REQUIRED ACTION
Your answer should be every line of the records that contains the word "flap".

ENTRIES SHOWN
*** Block opens ***

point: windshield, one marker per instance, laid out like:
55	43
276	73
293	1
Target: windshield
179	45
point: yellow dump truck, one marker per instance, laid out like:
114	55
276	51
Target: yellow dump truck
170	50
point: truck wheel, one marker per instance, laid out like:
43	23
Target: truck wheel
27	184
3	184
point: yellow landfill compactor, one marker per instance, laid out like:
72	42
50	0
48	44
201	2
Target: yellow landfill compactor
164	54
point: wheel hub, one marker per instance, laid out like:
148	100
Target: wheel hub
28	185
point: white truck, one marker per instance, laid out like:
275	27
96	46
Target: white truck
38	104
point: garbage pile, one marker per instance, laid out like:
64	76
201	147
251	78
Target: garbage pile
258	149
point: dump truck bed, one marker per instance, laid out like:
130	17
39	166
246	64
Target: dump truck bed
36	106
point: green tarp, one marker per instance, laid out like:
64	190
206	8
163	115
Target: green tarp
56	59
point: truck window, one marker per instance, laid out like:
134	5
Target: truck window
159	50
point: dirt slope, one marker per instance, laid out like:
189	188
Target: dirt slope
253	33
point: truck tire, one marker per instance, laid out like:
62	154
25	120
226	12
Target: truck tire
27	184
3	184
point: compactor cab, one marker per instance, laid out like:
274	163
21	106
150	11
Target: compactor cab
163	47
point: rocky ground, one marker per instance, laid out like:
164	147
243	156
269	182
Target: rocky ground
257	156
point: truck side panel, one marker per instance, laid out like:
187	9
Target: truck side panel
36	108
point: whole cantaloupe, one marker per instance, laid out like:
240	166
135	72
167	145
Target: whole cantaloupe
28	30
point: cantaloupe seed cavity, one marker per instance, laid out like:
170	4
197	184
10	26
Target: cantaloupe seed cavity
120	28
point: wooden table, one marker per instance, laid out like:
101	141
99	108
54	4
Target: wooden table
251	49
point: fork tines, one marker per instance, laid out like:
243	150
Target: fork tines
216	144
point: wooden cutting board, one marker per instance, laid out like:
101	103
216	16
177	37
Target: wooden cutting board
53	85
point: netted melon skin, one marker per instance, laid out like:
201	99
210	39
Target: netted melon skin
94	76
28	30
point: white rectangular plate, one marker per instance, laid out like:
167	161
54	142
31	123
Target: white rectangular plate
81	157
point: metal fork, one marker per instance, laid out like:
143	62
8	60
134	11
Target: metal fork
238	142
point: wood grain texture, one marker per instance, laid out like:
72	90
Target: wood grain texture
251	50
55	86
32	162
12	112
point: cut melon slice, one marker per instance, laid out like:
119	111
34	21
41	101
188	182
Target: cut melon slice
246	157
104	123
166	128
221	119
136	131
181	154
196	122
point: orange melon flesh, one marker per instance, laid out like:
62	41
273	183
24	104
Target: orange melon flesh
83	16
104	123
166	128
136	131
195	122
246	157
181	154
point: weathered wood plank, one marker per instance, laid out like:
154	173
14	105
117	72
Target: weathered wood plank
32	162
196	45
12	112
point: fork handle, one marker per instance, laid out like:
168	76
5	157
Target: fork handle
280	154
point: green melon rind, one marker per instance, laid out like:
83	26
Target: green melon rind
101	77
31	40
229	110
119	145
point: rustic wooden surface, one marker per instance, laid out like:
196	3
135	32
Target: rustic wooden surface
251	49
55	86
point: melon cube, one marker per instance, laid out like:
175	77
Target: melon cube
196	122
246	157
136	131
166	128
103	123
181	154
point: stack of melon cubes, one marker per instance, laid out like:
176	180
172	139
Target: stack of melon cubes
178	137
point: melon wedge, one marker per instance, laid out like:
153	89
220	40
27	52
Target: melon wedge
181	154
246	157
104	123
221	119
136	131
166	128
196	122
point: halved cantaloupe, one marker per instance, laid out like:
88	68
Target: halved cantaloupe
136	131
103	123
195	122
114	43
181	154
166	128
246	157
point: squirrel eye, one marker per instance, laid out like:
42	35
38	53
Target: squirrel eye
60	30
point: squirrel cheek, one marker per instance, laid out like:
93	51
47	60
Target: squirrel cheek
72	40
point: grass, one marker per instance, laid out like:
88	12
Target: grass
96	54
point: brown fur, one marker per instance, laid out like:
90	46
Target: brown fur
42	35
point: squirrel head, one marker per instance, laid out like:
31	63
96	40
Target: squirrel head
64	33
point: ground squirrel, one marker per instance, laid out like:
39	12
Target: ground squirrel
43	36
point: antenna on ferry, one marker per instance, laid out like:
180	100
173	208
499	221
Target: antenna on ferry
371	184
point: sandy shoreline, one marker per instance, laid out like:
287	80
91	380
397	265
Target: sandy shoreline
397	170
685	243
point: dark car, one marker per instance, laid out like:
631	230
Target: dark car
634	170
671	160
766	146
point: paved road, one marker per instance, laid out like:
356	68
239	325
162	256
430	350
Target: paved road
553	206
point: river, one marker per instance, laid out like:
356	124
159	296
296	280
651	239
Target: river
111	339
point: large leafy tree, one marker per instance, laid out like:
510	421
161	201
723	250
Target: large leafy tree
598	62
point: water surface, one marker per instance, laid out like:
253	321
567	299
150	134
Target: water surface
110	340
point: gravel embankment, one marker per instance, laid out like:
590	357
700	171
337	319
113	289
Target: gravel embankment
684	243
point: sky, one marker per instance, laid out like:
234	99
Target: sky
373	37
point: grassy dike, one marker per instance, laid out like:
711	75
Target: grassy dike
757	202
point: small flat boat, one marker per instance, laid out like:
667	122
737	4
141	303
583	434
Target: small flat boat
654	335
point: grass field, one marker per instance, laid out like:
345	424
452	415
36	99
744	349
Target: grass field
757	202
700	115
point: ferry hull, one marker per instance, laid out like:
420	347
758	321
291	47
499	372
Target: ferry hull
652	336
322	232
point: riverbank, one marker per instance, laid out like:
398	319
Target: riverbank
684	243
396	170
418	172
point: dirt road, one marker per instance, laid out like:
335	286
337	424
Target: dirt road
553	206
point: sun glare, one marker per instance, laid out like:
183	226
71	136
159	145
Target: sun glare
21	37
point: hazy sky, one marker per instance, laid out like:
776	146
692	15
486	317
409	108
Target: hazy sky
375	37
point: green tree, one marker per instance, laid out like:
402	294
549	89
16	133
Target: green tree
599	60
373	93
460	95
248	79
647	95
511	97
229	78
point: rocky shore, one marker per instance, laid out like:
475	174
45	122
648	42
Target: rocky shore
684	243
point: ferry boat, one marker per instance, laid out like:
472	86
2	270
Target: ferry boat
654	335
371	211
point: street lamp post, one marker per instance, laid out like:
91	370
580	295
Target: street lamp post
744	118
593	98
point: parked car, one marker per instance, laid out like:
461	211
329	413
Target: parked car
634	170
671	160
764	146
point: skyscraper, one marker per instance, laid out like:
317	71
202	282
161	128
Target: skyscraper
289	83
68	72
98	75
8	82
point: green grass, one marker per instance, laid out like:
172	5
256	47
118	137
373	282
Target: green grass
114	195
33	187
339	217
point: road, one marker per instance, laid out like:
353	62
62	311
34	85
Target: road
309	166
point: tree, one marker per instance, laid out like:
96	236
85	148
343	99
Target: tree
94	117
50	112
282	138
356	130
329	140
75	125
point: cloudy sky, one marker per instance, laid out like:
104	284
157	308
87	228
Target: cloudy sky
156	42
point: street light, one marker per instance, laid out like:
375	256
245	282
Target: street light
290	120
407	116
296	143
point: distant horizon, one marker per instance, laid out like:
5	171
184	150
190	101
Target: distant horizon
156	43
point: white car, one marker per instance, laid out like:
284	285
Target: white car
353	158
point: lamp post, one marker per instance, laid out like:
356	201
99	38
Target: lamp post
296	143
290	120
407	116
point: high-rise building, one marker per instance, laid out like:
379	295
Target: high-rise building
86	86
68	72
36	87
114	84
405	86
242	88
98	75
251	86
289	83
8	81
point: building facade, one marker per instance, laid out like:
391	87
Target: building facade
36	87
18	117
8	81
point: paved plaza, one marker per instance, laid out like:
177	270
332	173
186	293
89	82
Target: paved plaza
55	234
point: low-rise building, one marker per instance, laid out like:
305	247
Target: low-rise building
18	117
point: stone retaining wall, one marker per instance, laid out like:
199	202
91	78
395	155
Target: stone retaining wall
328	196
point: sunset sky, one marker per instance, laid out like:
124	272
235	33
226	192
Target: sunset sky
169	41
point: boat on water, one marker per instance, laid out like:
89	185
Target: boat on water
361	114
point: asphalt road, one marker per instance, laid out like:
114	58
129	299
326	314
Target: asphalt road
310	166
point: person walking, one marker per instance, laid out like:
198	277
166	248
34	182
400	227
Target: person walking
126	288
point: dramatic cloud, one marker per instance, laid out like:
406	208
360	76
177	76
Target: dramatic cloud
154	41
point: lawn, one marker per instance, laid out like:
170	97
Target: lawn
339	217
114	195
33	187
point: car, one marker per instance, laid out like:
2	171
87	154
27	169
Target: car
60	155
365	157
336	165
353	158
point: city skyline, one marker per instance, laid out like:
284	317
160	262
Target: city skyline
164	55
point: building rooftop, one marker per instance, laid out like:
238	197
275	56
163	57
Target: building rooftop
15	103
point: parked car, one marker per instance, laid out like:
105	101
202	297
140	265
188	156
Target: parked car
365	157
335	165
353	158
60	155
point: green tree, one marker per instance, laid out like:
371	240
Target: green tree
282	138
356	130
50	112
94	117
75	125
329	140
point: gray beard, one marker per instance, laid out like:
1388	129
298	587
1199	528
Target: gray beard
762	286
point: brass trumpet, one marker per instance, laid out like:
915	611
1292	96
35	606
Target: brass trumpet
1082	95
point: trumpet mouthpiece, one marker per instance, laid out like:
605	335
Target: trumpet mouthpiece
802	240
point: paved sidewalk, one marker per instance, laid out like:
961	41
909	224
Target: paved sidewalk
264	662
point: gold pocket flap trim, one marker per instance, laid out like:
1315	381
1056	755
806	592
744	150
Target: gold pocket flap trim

*** Block closes ***

TASK ANSWER
point: gold pocket flap trim, one marker per instance, laid out like:
Target: gold pocket flap trim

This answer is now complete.